Provided records:
◆ ◆ ◆ ◆ ◆ ◆ ◆

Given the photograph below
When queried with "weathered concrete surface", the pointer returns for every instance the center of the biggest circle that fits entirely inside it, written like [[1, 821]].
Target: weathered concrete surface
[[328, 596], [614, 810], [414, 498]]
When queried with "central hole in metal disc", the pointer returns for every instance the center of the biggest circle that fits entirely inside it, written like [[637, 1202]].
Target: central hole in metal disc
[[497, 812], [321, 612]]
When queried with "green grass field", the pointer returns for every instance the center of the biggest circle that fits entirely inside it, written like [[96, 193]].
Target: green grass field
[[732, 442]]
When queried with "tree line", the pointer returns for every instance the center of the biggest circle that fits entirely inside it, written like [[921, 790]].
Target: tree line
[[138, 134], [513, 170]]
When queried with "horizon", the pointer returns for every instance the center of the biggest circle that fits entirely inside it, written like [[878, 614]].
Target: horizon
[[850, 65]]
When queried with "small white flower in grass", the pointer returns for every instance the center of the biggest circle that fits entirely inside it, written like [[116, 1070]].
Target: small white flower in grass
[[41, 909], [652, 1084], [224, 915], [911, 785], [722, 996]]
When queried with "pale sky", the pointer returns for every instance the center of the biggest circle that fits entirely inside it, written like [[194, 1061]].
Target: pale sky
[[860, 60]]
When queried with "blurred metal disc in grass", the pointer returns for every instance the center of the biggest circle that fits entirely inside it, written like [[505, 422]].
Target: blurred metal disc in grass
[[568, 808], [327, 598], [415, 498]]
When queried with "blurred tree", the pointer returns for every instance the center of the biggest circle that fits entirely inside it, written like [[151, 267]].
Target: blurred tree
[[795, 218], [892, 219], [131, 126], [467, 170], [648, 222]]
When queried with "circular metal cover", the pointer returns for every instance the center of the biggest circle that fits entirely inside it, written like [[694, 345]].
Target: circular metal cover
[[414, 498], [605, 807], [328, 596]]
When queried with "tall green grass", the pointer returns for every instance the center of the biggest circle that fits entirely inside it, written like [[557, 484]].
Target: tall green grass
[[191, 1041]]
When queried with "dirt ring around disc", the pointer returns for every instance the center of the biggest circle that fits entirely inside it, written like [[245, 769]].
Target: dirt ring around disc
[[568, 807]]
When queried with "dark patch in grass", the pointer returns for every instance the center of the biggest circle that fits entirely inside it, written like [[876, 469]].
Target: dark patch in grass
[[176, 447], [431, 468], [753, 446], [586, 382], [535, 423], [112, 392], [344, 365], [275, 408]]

◆ ◆ ◆ ◆ ◆ ◆ ◆

Required action:
Preserving every character, copy the records above out again.

Task solution:
Given the photograph below
When queried with "weathered concrete surface", the pointer returns for every instance the center of the biggest circle that fits entirely inside it, written like [[1, 821]].
Target: weathered concrete surface
[[328, 596], [614, 810], [414, 498]]
When queried with "central hole in metal disc", the pointer returns for every instance the center of the biggest circle that fits entirely inside it, written like [[637, 1202]].
Target: central hole in metal disc
[[497, 812], [321, 612]]
When queried with "green grass field", the pointer returns for every instance the center of the biggest circle that fits entirely inside it, written like [[96, 193]].
Target: green grass field
[[732, 442]]
When queried with "tree line", the pointer returns for every instance the center of the biggest circle that fits entirely inside it, written like [[921, 790]].
Target: tree line
[[138, 134], [513, 170]]
When queried with "horizon", the pointer returns for every instance the center of the biggest circle that fits entirely inside it, written like [[878, 614]].
Target: horizon
[[850, 65]]
When queried with "small white flower in grass", the pointer returns for every instance the center of the biggest circle that fits entirely inside it, written like [[116, 1070]].
Target: small white flower in grass
[[41, 909], [652, 1084], [224, 915], [911, 785], [722, 996]]
When queried with "pale sky", the pointer returns for every instance the center of the biggest circle that fits entirely inside it, written like [[194, 1061]].
Target: pale sky
[[860, 60]]
When queried with "blurred metal disc in grass", the pointer returns for every instance the center of the biggest circle that fits entirely inside it, written like [[505, 422]].
Target: blurred metal disc in grass
[[568, 808], [327, 598], [415, 498]]
When queried with "blurred tree", the pointer returns for every instance the center of the biggest circle that fits entirely inside it, written like [[151, 267]].
Target: blurred tree
[[795, 218], [892, 219], [131, 126], [467, 170], [648, 222]]
When queried with "circular metal cover", the pointer returns for every instance the center of the biggest circle that fits entirely inside it, written like [[694, 345]].
Target: circular metal cover
[[414, 498], [605, 807], [328, 596]]
When queried with "tall green grass", the pointer returns for every instance the center of the biggest circle that fits entirely inside it, written like [[557, 484]].
Target: tall green grass
[[191, 1041]]
When queried with "dirt ring around disc", the pointer returns for every instance the center of the biggest circle that fits entirely inside it, written like [[245, 769]].
Target: dirt ring around disc
[[568, 807]]
When queried with "dark patch in grass", the pointer returns for every instance the center of the biggest circle that fits entirely inside it, written like [[876, 469]].
Target: dark patch in grass
[[176, 447], [431, 468], [753, 446], [586, 382], [535, 423], [112, 392], [344, 365], [275, 408]]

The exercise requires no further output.